[Stored dataset items]
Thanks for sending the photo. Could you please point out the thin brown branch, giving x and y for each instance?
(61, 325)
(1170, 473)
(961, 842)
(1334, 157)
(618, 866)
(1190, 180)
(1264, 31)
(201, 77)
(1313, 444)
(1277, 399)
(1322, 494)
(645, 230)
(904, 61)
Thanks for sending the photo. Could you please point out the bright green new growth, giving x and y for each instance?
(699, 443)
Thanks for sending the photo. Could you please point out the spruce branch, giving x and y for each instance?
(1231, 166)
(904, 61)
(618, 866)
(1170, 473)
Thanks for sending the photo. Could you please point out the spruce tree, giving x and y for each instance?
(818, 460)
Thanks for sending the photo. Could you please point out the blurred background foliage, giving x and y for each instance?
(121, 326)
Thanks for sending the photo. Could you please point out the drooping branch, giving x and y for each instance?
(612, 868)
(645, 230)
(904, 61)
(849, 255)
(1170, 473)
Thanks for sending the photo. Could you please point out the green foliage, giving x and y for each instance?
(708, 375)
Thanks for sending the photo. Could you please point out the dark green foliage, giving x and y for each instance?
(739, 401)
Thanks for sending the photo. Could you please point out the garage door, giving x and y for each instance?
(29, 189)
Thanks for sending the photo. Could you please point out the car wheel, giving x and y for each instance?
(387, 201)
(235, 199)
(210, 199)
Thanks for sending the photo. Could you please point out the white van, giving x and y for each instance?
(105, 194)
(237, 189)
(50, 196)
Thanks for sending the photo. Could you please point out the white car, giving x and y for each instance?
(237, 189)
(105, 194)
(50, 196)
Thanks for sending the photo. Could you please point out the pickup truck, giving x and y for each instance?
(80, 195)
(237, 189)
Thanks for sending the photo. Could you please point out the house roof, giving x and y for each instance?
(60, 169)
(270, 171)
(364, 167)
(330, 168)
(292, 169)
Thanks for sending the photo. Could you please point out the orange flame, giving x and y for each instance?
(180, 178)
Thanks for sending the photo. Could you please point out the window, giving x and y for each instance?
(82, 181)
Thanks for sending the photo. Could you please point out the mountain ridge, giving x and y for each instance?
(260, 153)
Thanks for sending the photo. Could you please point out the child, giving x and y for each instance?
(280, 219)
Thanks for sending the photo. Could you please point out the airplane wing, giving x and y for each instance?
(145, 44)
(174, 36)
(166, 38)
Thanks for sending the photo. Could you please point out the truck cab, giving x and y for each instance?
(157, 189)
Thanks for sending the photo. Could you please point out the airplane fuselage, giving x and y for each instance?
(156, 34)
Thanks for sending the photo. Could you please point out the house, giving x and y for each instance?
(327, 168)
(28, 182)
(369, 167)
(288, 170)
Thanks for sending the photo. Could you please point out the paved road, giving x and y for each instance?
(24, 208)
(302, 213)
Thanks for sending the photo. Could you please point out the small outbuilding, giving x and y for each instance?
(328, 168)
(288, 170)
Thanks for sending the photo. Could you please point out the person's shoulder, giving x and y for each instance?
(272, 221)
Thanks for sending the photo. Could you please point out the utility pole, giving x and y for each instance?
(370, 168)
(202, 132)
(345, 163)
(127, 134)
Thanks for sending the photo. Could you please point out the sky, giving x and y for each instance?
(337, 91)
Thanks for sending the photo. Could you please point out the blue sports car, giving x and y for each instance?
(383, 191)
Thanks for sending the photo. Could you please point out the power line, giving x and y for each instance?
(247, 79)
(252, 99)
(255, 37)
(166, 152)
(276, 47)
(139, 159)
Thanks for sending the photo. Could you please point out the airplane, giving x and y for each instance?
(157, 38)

- **Directions for this task**:
Give all of the lines above again, exactly as they are.

- **Answer below**:
Thanks for sending the photo. Could you please point out the thin brown branch, giving x and y for each instance?
(61, 325)
(1170, 473)
(961, 842)
(1334, 157)
(618, 866)
(1190, 180)
(1264, 31)
(201, 77)
(1313, 444)
(1277, 399)
(1322, 494)
(645, 230)
(904, 61)
Thanks for sending the photo. Could you please point out the bright green new growth, giving x and y for each instance?
(699, 443)
Thanks for sending the photo. Could you please point out the spruce branch, giving x and y for each instance?
(1231, 166)
(904, 61)
(618, 866)
(1170, 473)
Thanks for sending the photo. Could you please point out the spruce tree, giving x and y for each instance?
(818, 460)
Thanks for sending the photo. Could you please point out the blurred background foliage, giving x and y for each instance?
(121, 326)
Thanks for sending the photo. Could you please point out the drooping branch, giving x and y for each instance?
(612, 868)
(645, 230)
(904, 61)
(849, 255)
(1170, 473)
Thanks for sending the photo. Could you please point out the green foliage, giving x and y for each instance?
(708, 375)
Thanks for sending the photo. Could you please point out the dark green foliage, giving x and y for each instance?
(739, 401)
Thanks for sending the photo. Could you please point out the garage door, giving x and y for each instance?
(29, 189)
Thanks for sending the photo. Could you please point out the car wheel, giving x and y for each instance?
(387, 201)
(235, 199)
(210, 199)
Thanks for sending the photo. Could you please point out the white van, giving x and y for each instance?
(105, 194)
(237, 189)
(50, 196)
Thanks for sending the photo. Could you please point out the white car, giving x and y for each instance?
(237, 189)
(105, 194)
(50, 196)
Thanks for sending the photo. Could you please point out the pickup truck, giving x and y for each instance?
(80, 195)
(237, 189)
Thanks for sending the photo. Could you please point out the house roof, giving x and y for each instance?
(60, 169)
(270, 171)
(364, 167)
(330, 168)
(292, 169)
Thanks for sending the photo. Could you please point out the orange flame, giving x and y for each instance?
(180, 178)
Thanks for sending the photo. Could you please point out the window, giving x and y for each instance?
(82, 181)
Thanks for sending the photo. Could you please point out the mountain ridge, giving x and y for each instance?
(260, 153)
Thanks for sending the photo. Could you please point out the child, giving x and y for each instance?
(280, 219)
Thanks for sending the photo. Could you please point out the airplane wing, giving x and y for each instance?
(145, 44)
(174, 36)
(166, 38)
Thanks for sending the photo. Could you please point out the truck cab, giving x and y for each instance?
(157, 189)
Thanks for sending the photo. Could you please point out the airplane fuselage, giving x and y for each instance?
(156, 34)
Thanks for sending the photo. Could you please point out the house, giving x and y for each instance?
(327, 168)
(28, 182)
(369, 167)
(288, 170)
Thanks for sending the photo. Could you please point out the paved road, giving x and y for each instance?
(24, 208)
(302, 213)
Thanks for sending the photo. Could you please point out the small outbuilding, giving x and y for each instance?
(328, 168)
(288, 170)
Thanks for sending the photo. Could you please point out the person's shoulder, giving x and y for each instance?
(272, 221)
Thanks for sending the photo. Could you please point out the utility pole, giving x and y for each instance?
(370, 168)
(202, 132)
(345, 163)
(127, 134)
Thanks for sending the photo. Could you please point out the sky, giving x and y for each instance?
(337, 91)
Thanks for sending the photo. Could you please point out the blue sports car, giving x and y for each instance?
(383, 191)
Thanks for sending the photo. Could you please point out the power line, giving x and y for each instance?
(247, 79)
(252, 99)
(255, 37)
(166, 152)
(276, 47)
(139, 159)
Thanks for sending the photo. Could you please point out the airplane, giving x and y for each instance?
(157, 38)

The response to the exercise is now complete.